Task material —
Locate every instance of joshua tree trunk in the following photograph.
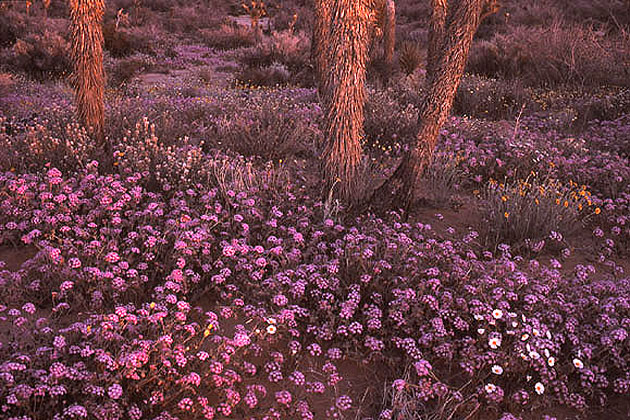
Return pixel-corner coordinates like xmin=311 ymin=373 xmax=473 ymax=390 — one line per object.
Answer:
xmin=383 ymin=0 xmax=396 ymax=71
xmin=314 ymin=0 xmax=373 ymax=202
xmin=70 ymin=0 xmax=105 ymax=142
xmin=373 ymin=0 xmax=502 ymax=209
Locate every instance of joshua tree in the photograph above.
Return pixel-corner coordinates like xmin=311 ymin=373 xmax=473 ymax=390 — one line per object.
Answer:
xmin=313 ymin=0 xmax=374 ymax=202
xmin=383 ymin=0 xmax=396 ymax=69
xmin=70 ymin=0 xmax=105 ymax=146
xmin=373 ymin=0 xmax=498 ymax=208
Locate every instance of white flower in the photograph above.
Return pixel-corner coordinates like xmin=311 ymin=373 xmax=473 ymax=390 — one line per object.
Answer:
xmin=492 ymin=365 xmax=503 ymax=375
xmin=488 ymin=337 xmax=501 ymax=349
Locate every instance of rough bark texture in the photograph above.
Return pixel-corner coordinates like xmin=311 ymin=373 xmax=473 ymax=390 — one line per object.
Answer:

Job —
Express everything in the listing from the line containing "Locate every instance of joshua tree in" down to the line containing "xmin=373 ymin=0 xmax=498 ymax=208" as a two-column CSV with the columns instruction and boxes. Each row should pair an instruction with its boxes, with each value in a single quoted field and line breaks replaced by spaces.

The answer —
instruction,boxes
"Locate every instance of joshua tree in the photograph above. Return pixel-corner coordinates like xmin=311 ymin=373 xmax=473 ymax=390 — one line per object. Answer:","xmin=313 ymin=0 xmax=374 ymax=202 xmin=383 ymin=0 xmax=396 ymax=69 xmin=70 ymin=0 xmax=105 ymax=146 xmin=373 ymin=0 xmax=498 ymax=208"